Changes to Military Sexual Assault Rules May Have Big Impact


By: Joseph L. Jordan

When a large defense bill was signed last December, it also included revisions to military sexual assault rules. As these rules are being implemented and used to frame cases of alleged sexual assault in the military, it's becoming clear that big changes may lie ahead. In a recent article from McClatchy DC,these changes are being illustrated in a case that is at once unique and typical.

The case involves rape allegations made by a Navy corpsman against a Hospitalman. Although the case involved alleged extortion from the accuser – who later stepped forward to make the allegations – it involves many of the same elements of military sexual assault cases; colleagues who were friends, a night of partying, alcohol, and contradictions of rape and consensual sex. How the case is proceeding in the Article 32 stage, however, is highlighting the new changes.

Article 32 hearings – which are a type of preliminary hearing – are changing. For one, a new post for a victim's legal counsel was established. Accusers can also remain in the courtroom during witness testimony, which the Navy Corpsman exercised in her case. In December, other Article 32 changes will take effect – accusers will be able to opt out of testifying. If they choose to testify, cross-examination will be more limited.

__PROBLEMS TO WORK ON__
a) From the article on military sexual assault rules, reproduce word for word everything from "When a large" down to "unique and typical.".
b) Summarize the article on military sexual assault rules in two sentences.
c) List every change to Article 32 hearings that the article on military sexual assault rules mentions.

__SUPPLIED ENTRIES__
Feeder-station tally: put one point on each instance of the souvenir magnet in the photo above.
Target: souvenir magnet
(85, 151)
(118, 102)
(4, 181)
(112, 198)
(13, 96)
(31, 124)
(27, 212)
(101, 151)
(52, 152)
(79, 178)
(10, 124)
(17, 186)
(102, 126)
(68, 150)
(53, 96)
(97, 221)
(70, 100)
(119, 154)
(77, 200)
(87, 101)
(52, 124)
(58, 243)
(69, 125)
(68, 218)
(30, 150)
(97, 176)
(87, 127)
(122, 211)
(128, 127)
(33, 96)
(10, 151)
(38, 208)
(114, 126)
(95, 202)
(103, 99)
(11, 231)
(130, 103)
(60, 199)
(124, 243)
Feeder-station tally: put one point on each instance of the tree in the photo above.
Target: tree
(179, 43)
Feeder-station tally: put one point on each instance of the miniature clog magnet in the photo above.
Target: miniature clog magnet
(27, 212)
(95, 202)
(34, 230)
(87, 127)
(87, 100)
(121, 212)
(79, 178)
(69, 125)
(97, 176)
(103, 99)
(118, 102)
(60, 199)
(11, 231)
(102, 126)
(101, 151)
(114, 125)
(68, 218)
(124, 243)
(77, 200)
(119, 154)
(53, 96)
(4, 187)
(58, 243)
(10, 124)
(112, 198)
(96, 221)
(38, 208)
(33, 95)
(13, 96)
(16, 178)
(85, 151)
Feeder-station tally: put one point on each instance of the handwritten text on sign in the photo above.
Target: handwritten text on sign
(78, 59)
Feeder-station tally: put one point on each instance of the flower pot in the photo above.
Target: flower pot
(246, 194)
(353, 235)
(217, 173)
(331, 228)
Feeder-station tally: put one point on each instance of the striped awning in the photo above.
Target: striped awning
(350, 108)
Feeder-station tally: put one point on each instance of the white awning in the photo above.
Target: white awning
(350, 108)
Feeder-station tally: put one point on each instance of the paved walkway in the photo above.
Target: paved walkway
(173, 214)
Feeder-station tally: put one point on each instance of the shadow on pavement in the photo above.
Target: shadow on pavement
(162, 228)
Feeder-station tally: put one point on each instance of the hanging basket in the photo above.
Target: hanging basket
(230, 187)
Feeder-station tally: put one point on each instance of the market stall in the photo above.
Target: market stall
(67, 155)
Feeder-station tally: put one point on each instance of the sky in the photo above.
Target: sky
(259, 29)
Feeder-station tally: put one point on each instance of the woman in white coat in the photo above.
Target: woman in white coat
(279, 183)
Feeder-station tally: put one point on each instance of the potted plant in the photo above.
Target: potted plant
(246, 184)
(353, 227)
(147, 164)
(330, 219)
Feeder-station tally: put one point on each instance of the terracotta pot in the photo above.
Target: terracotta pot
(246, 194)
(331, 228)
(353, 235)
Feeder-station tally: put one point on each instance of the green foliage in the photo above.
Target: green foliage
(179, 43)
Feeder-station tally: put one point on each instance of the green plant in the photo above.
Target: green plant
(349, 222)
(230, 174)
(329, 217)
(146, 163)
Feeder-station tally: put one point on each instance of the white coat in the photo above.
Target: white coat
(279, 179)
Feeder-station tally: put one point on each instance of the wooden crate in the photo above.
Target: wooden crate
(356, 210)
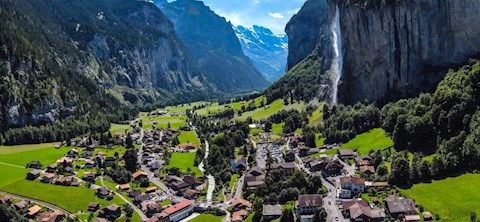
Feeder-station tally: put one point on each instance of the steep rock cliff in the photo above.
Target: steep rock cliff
(214, 46)
(392, 51)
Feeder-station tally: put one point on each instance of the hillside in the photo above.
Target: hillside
(67, 59)
(268, 51)
(214, 46)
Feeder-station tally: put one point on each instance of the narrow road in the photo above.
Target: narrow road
(135, 208)
(38, 202)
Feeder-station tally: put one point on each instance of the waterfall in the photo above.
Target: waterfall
(337, 65)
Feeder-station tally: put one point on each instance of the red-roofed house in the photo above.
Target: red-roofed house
(179, 211)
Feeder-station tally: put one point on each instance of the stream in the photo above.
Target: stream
(211, 179)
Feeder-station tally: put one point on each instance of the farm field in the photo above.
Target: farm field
(265, 112)
(207, 217)
(183, 161)
(375, 139)
(452, 198)
(176, 122)
(188, 137)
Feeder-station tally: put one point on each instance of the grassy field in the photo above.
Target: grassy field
(453, 198)
(176, 122)
(26, 147)
(376, 139)
(207, 217)
(265, 112)
(189, 137)
(119, 128)
(183, 161)
(46, 156)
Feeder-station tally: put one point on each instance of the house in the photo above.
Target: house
(35, 164)
(363, 161)
(93, 207)
(356, 185)
(346, 154)
(360, 210)
(89, 176)
(51, 168)
(138, 175)
(307, 205)
(21, 205)
(104, 193)
(179, 211)
(190, 194)
(124, 187)
(89, 164)
(33, 211)
(239, 216)
(48, 178)
(287, 168)
(56, 216)
(254, 177)
(290, 156)
(271, 212)
(239, 163)
(399, 207)
(187, 147)
(367, 170)
(240, 204)
(34, 174)
(111, 212)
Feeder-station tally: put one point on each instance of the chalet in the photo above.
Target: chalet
(239, 163)
(179, 211)
(399, 207)
(89, 164)
(360, 210)
(56, 216)
(346, 154)
(34, 174)
(21, 205)
(151, 189)
(34, 211)
(93, 207)
(254, 177)
(34, 164)
(192, 181)
(239, 216)
(363, 161)
(240, 204)
(307, 205)
(138, 175)
(190, 194)
(187, 147)
(51, 168)
(104, 193)
(124, 187)
(48, 178)
(287, 168)
(142, 198)
(134, 193)
(271, 212)
(290, 156)
(112, 212)
(89, 176)
(356, 185)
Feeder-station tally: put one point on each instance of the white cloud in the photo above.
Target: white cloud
(276, 15)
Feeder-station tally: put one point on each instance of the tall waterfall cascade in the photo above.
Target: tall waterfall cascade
(337, 65)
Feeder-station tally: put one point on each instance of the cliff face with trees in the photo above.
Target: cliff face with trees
(392, 49)
(61, 60)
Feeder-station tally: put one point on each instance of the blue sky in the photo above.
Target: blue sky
(273, 14)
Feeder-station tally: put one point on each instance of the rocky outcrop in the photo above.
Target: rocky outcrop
(214, 46)
(393, 51)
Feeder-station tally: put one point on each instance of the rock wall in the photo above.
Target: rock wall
(396, 50)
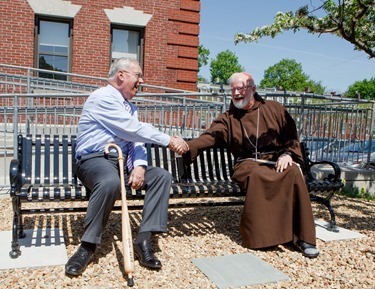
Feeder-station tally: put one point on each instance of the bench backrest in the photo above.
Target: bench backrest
(48, 161)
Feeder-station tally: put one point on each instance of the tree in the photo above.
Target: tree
(352, 20)
(203, 54)
(364, 89)
(225, 64)
(288, 74)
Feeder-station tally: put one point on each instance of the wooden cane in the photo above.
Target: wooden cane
(127, 242)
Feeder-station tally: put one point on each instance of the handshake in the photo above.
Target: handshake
(178, 145)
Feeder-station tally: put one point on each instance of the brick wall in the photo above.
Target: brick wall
(171, 38)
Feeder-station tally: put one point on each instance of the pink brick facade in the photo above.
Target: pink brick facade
(170, 41)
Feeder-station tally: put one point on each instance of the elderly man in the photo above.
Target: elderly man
(108, 116)
(263, 138)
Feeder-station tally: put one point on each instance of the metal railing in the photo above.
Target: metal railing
(33, 105)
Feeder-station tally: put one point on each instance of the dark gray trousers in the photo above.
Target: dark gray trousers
(101, 176)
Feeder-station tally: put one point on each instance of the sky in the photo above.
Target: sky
(325, 58)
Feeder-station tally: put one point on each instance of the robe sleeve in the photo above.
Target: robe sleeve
(215, 135)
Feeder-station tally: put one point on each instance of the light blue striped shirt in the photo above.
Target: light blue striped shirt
(105, 120)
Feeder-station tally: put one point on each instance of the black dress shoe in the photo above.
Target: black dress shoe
(307, 249)
(144, 253)
(78, 262)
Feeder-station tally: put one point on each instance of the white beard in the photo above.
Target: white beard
(242, 103)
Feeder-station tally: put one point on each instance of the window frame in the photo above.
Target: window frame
(38, 19)
(141, 31)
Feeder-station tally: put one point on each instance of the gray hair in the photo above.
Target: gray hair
(237, 75)
(121, 64)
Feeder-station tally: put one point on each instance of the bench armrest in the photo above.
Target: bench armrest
(331, 177)
(14, 176)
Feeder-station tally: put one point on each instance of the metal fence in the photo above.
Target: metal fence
(33, 105)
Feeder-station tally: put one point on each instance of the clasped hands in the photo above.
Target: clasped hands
(178, 145)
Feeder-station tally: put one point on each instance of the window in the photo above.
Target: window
(53, 47)
(126, 43)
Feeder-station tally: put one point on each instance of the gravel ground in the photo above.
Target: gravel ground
(204, 232)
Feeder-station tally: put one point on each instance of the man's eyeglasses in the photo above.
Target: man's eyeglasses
(240, 89)
(137, 75)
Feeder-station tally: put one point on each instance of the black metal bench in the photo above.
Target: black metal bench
(43, 172)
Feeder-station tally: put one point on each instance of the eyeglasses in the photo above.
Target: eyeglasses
(240, 89)
(137, 75)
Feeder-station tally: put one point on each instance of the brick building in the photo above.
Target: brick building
(83, 37)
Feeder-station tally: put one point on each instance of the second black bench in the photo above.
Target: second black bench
(43, 172)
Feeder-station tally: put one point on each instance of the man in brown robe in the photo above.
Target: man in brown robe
(262, 136)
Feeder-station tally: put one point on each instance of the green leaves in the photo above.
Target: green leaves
(352, 20)
(288, 74)
(225, 64)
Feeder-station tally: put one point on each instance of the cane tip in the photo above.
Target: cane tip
(130, 282)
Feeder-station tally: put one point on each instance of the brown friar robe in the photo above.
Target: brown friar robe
(277, 204)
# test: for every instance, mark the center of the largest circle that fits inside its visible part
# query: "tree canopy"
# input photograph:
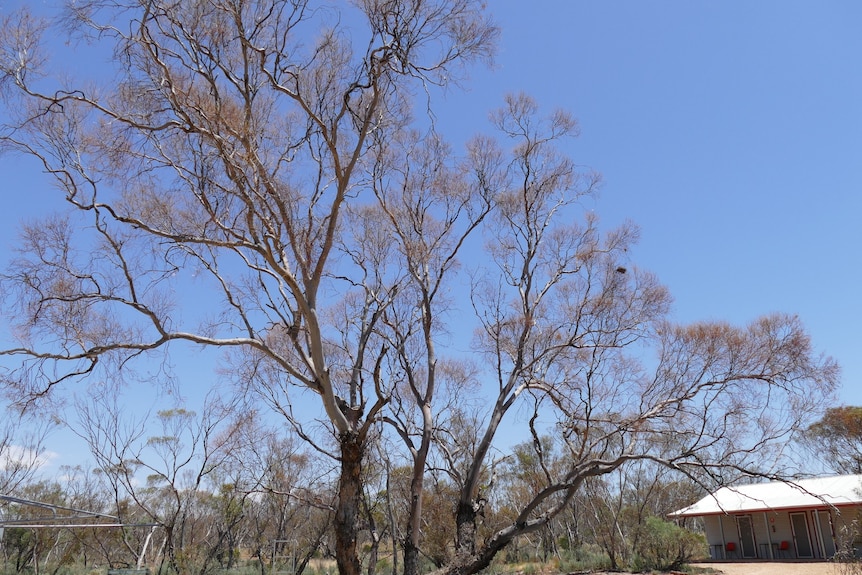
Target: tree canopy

__ANSWERS TO THE PROBLEMS__
a)
When a large defense bill was signed last December, it also included revisions to military sexual assault rules. As these rules are being implemented and used to frame cases of alleged sexual assault in the military, it's becoming clear that big changes may lie ahead. In a recent article from McClatchy DC,these changes are being illustrated in a case that is at once unique and typical.

b) Revisions to military sexual assault rules, included in a large defense bill signed last December, may bring big changes, as a case involving rape allegations by a Navy corpsman against a Hospitalman illustrates. Article 32 preliminary hearings are changing: a post for a victim's legal counsel was established, accusers can remain in the courtroom during witness testimony, and in December accusers will be able to opt out of testifying and will face more limited cross-examination if they choose to testify.

c)
- A new post for a victim's legal counsel was established.
- Accusers can remain in the courtroom during witness testimony.
- Accusers will be able to opt out of testifying.
- Cross-examination will be more limited for accusers who choose to testify.